**Work to be completed**
Write out the data that follows exactly, keeping every picture out.

**Record extracts**
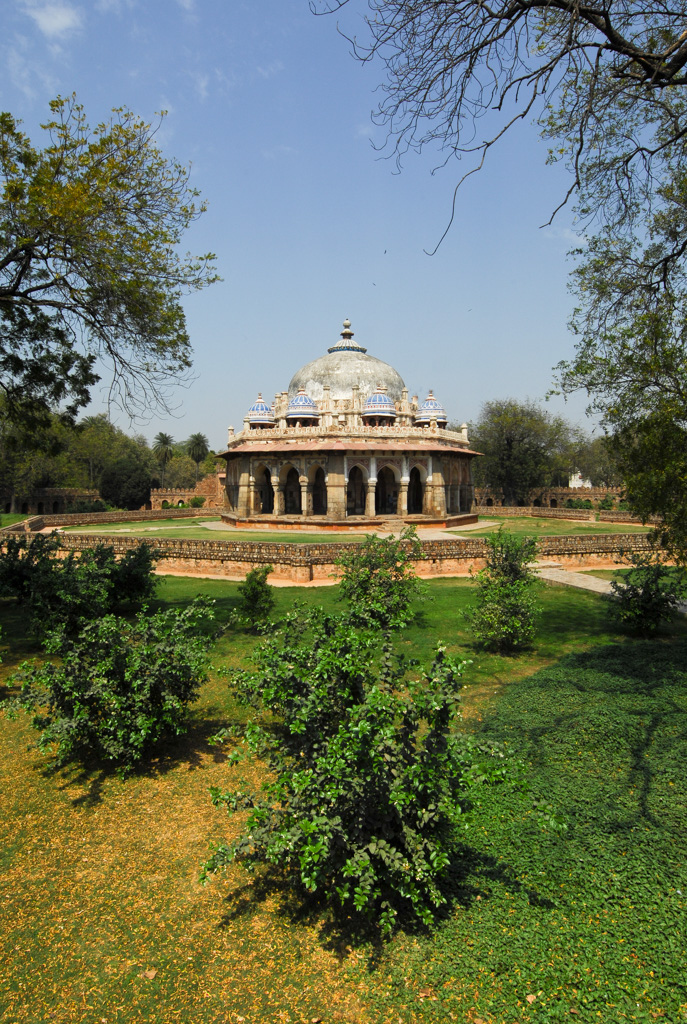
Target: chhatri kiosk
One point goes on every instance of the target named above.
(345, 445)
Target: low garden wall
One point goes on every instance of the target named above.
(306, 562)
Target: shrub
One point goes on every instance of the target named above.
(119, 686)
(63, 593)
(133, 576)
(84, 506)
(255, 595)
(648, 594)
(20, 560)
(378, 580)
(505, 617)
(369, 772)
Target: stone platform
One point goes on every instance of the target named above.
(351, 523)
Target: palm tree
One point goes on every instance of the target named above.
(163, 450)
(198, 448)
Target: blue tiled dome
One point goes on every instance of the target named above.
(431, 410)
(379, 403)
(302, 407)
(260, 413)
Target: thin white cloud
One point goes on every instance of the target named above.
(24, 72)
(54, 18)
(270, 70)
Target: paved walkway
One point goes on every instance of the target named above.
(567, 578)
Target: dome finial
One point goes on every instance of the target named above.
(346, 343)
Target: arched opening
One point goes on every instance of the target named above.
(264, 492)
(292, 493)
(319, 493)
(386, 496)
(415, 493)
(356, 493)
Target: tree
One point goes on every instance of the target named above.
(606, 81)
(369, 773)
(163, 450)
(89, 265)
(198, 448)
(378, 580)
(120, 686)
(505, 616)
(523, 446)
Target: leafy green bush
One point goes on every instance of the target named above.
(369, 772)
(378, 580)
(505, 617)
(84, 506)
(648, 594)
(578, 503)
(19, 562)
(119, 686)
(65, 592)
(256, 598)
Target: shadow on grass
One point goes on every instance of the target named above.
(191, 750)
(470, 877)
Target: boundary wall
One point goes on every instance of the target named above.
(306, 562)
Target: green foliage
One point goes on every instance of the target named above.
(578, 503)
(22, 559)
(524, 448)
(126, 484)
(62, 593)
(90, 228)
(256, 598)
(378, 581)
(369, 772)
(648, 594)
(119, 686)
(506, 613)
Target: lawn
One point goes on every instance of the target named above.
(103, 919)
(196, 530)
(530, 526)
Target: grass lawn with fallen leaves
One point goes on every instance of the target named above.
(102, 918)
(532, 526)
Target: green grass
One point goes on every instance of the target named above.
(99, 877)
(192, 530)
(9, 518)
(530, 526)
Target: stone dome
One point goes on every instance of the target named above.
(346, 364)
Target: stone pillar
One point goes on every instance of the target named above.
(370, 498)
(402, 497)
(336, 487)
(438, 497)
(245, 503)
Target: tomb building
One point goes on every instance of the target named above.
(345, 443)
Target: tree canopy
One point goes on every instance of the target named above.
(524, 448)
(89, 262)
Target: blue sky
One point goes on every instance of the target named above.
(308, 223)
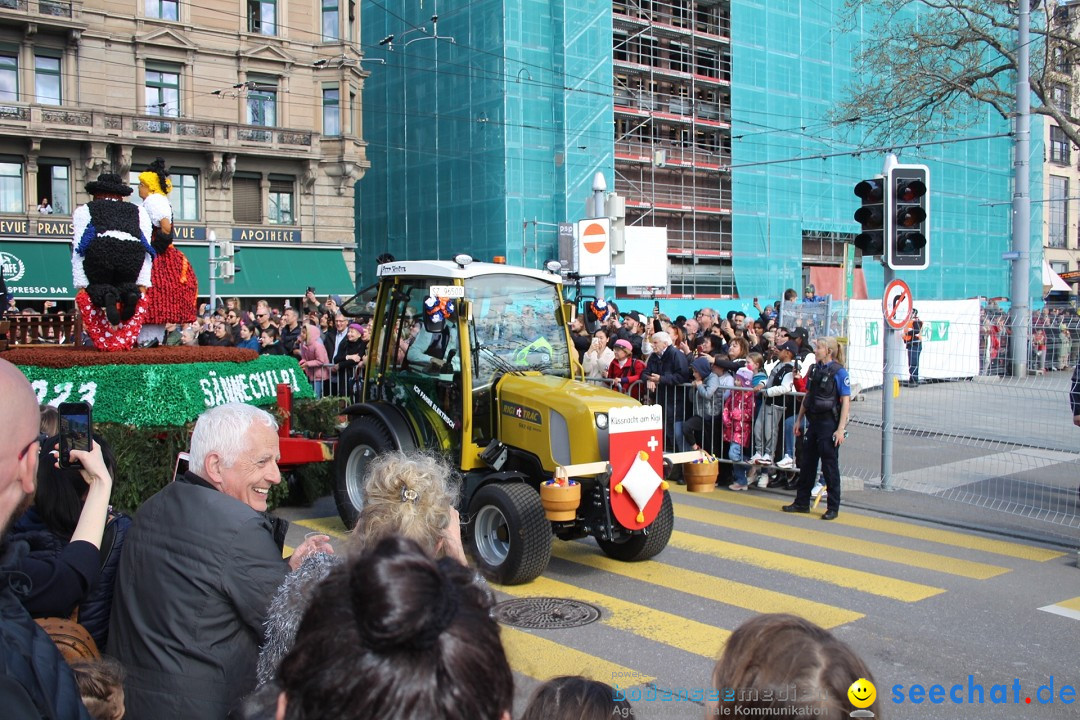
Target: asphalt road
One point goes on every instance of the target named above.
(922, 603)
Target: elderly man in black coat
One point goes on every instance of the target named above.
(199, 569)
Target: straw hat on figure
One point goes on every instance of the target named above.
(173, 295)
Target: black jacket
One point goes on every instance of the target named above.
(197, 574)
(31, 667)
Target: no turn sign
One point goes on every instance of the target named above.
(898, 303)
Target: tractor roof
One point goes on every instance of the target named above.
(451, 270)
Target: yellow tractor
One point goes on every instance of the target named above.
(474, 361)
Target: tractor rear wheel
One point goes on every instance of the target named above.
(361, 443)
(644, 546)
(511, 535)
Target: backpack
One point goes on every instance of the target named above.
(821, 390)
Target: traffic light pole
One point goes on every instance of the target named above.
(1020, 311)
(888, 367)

**Task response**
Target: chhatri kiosk
One point goes on every instance of the target named above.
(345, 445)
Target: low garden wall
One point goes on every instance of the target named above.
(306, 562)
Target: shrub
One point goes on every instance of the target named above.
(119, 686)
(63, 593)
(133, 576)
(84, 506)
(255, 595)
(648, 594)
(20, 560)
(378, 580)
(505, 617)
(369, 772)
Target: stone platform
One point goes on every instance of the target named above.
(351, 523)
Target: palm tree
One point goes on every instance of the target named above.
(163, 450)
(198, 448)
Target: blue tiled dome
One point goes on every instance of the target named above.
(431, 410)
(379, 403)
(302, 407)
(260, 413)
Target: thin white cloud
One point goes on every instance of the target named above.
(24, 72)
(54, 18)
(270, 70)
Target: paved walkway
One point goes on every instance of the target named above.
(567, 578)
Target: dome finial
One point goes on every instance of the target named above.
(346, 343)
Target: arched opening
One point goes on every instance of the target named above.
(264, 492)
(292, 493)
(319, 493)
(386, 496)
(415, 493)
(356, 493)
Target: tree
One point goes on every instance of the target named above.
(606, 81)
(369, 773)
(163, 450)
(89, 265)
(198, 448)
(378, 580)
(120, 686)
(505, 616)
(523, 446)
Target: leafy green bush
One point goes on every instance of the target named above.
(369, 772)
(378, 580)
(505, 617)
(84, 506)
(648, 594)
(578, 503)
(19, 562)
(119, 686)
(65, 592)
(256, 598)
Target: shadow on grass
One point goes on every instance of the target named above.
(191, 750)
(470, 877)
Target: boundary wall
One point goes on every instance of the target named above.
(306, 562)
Target: green foliage
One point goes on every instance of the target named above.
(578, 503)
(22, 559)
(524, 448)
(126, 484)
(62, 593)
(90, 228)
(256, 598)
(378, 581)
(369, 772)
(648, 594)
(119, 686)
(506, 613)
Target: lawn
One point goes on every instance of the target named above.
(103, 919)
(196, 530)
(530, 526)
Target: grass lawn with fallen leaves
One point goes on every instance of the target named above.
(102, 918)
(532, 526)
Target: green grass
One point goes on every instance of the target named above.
(99, 877)
(192, 530)
(9, 518)
(530, 526)
Target: stone dome
One point goes on every instance of the target named above.
(346, 364)
Target: stone pillar
One point goes on every instance of the target named above.
(370, 498)
(402, 497)
(336, 487)
(438, 497)
(245, 503)
Target: tomb building
One point goes on every instance of the target named above.
(345, 443)
Target: tree canopy
One point goes on every instance of the target named above.
(524, 448)
(89, 262)
Target: blue sky
One point goes on every instance of the target named above.
(308, 223)
Target: asphalt road
One point goes on every instance of the target named above.
(922, 603)
Target: elderly man in black coat
One point goes on every instance of the target named above.
(199, 569)
Target: straw hat on figure
One point goes on every instance of the target named above.
(173, 295)
Target: black jacket
One point goes on every instance of the target named above.
(197, 574)
(31, 667)
Target: no turn sign
One point goes on every instance of the target named above.
(898, 303)
Target: tractor roof
One point goes on every instance of the target named above.
(451, 270)
Target: yellow tractor
One point goes on every instance of the target named above.
(474, 361)
Target: tractor rear wheel
One point goes on every instance of the target named above.
(361, 443)
(644, 546)
(511, 535)
Target: backpack
One point goes on every instance of the target named above.
(821, 390)
Target: traffic light pole
One point goes on every instance of the target named above.
(1020, 311)
(888, 367)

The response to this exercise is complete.